→ **DATA**:
* * * * * * *

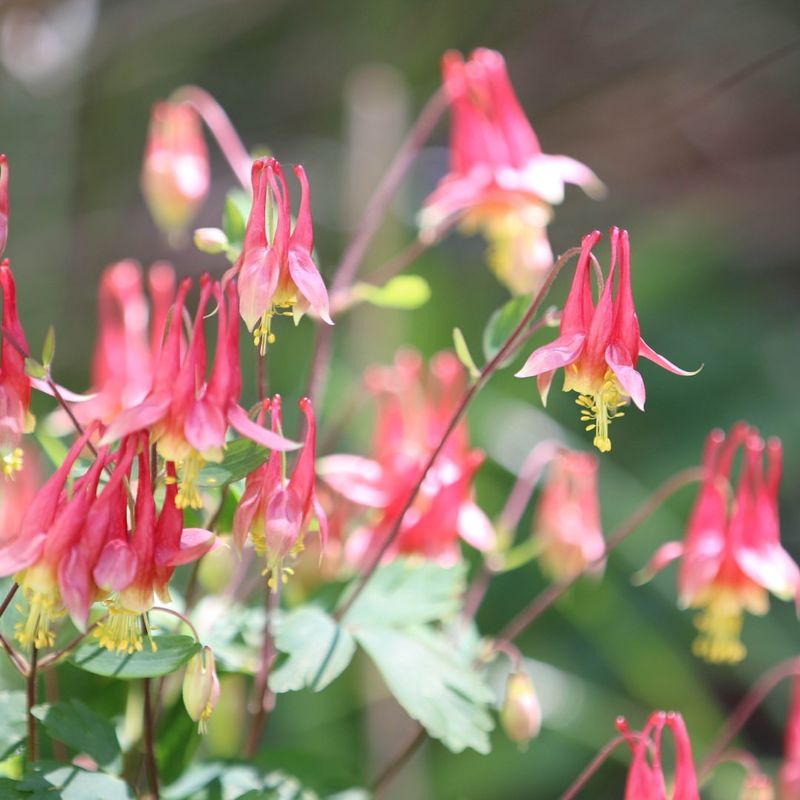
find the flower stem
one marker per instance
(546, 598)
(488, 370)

* * * * * * *

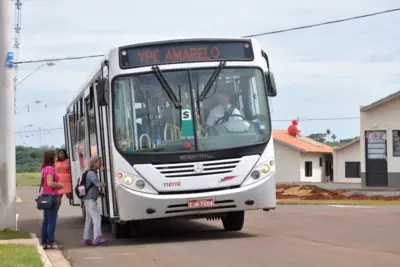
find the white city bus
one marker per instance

* * * * * * *

→ **WORK REQUIRED**:
Copy out each line of the listing that holds "find".

→ **SOLUTION FOR THIS PROBLEM**:
find the flower stem
find the white city bus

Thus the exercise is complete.